> Task details
Give back only the lines from the one with "task: mark the region of the white curtain" through the last line of the data, exactly as they appear.

[Information provided start]

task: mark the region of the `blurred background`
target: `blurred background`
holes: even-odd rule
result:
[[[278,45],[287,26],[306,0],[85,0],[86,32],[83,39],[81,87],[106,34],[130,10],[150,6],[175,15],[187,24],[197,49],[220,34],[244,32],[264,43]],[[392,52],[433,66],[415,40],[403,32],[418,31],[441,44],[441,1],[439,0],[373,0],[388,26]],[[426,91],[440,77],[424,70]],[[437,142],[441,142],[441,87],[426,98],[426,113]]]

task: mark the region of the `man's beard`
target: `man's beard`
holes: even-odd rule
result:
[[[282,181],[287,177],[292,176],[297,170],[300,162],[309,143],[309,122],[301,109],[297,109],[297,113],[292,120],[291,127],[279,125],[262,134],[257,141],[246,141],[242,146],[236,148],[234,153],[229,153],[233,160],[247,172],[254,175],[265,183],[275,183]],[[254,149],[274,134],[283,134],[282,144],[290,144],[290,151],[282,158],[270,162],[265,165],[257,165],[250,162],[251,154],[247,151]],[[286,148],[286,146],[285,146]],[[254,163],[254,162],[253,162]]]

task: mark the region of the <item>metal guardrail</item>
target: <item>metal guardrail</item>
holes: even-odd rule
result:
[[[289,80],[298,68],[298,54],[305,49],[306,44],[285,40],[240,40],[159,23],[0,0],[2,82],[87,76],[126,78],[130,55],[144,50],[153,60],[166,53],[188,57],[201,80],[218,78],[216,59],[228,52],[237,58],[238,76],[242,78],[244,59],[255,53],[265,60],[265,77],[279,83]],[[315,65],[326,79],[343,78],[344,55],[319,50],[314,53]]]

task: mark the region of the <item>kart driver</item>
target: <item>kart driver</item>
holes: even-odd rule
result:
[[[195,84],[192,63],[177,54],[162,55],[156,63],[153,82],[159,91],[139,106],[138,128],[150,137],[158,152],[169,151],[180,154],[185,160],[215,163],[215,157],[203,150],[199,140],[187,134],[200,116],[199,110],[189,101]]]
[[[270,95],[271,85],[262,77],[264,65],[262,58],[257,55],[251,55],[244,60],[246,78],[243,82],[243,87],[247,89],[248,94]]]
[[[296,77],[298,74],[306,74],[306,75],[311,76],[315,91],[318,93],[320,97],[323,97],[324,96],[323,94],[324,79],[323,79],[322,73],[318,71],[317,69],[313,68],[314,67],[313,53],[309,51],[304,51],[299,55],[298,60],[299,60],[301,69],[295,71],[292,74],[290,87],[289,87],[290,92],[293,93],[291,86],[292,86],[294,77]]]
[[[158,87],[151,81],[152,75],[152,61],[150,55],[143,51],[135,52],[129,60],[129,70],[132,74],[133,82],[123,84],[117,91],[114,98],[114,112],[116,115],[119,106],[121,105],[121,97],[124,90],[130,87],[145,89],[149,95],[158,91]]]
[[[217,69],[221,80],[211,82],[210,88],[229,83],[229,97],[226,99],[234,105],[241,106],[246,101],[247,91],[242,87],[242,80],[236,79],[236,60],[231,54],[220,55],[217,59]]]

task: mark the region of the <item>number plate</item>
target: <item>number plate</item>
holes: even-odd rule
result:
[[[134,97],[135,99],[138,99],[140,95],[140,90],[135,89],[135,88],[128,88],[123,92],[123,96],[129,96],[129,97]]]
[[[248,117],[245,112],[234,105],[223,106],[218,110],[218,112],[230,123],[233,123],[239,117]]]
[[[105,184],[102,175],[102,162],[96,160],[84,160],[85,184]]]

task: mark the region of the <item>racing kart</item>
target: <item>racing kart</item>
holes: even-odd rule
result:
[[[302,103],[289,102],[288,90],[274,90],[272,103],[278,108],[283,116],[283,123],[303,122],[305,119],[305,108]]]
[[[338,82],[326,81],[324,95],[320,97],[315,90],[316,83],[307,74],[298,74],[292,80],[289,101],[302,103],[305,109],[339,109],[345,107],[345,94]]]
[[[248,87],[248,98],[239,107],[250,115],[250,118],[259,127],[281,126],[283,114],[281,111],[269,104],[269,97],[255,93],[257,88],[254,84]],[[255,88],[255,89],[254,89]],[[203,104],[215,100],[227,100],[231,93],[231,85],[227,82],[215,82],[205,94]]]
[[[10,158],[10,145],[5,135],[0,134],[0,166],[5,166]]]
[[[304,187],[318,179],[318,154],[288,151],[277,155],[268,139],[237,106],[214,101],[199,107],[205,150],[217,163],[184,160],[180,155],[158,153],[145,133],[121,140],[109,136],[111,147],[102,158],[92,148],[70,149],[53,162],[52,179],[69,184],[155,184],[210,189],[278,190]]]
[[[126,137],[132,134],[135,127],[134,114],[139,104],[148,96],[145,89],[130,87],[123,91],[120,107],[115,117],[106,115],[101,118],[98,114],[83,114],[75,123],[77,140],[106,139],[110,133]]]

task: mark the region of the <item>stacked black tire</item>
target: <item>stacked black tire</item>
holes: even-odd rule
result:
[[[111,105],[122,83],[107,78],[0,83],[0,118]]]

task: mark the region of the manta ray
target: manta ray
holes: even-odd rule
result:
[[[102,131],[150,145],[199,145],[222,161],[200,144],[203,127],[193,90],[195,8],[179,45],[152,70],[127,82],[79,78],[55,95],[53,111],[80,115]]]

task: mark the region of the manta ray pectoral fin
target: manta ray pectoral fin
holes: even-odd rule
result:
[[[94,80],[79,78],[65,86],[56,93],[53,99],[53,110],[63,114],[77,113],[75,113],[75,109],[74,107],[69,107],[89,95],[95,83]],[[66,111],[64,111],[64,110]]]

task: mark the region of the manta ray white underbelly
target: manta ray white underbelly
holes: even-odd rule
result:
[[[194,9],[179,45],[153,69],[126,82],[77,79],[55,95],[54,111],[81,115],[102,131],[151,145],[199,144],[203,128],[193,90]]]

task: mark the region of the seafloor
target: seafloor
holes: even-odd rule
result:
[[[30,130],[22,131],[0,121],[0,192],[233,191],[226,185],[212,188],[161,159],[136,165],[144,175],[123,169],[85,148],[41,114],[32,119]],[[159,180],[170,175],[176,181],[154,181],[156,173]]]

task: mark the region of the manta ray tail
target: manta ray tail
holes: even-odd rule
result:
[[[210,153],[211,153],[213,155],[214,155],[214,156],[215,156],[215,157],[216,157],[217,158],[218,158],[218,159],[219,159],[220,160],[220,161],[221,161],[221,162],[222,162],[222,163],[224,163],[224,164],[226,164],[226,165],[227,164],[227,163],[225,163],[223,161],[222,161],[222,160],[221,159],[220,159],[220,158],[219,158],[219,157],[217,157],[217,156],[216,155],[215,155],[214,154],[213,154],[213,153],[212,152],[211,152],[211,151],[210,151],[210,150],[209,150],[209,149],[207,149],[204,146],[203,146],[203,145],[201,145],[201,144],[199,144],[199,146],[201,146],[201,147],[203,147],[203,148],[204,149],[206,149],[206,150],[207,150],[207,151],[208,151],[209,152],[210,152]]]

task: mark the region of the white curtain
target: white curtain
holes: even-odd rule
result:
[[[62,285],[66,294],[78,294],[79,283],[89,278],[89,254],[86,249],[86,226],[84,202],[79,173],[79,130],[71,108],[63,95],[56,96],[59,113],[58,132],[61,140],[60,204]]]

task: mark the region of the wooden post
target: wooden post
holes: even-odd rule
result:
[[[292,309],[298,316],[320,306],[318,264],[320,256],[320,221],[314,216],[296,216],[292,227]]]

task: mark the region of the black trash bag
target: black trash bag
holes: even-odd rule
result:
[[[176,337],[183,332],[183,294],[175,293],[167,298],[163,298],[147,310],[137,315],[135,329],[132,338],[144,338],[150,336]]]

[Information provided end]

> Output
task: mark the region of the white curtain
target: white curtain
holes: even-odd rule
result:
[[[62,285],[66,294],[78,294],[79,283],[89,278],[89,254],[86,249],[86,226],[84,202],[79,173],[79,130],[71,108],[63,95],[56,96],[59,113],[58,132],[61,140],[60,204]]]

task: mark the region of the wooden post
target: wooden post
holes: even-odd rule
result:
[[[292,309],[298,316],[320,306],[318,264],[320,256],[320,221],[314,216],[296,216],[292,227]]]

task: mark the region of the black trash bag
target: black trash bag
holes: even-odd rule
result:
[[[176,337],[183,332],[183,294],[175,293],[167,298],[163,298],[147,310],[137,315],[135,329],[132,338],[144,338],[150,336]]]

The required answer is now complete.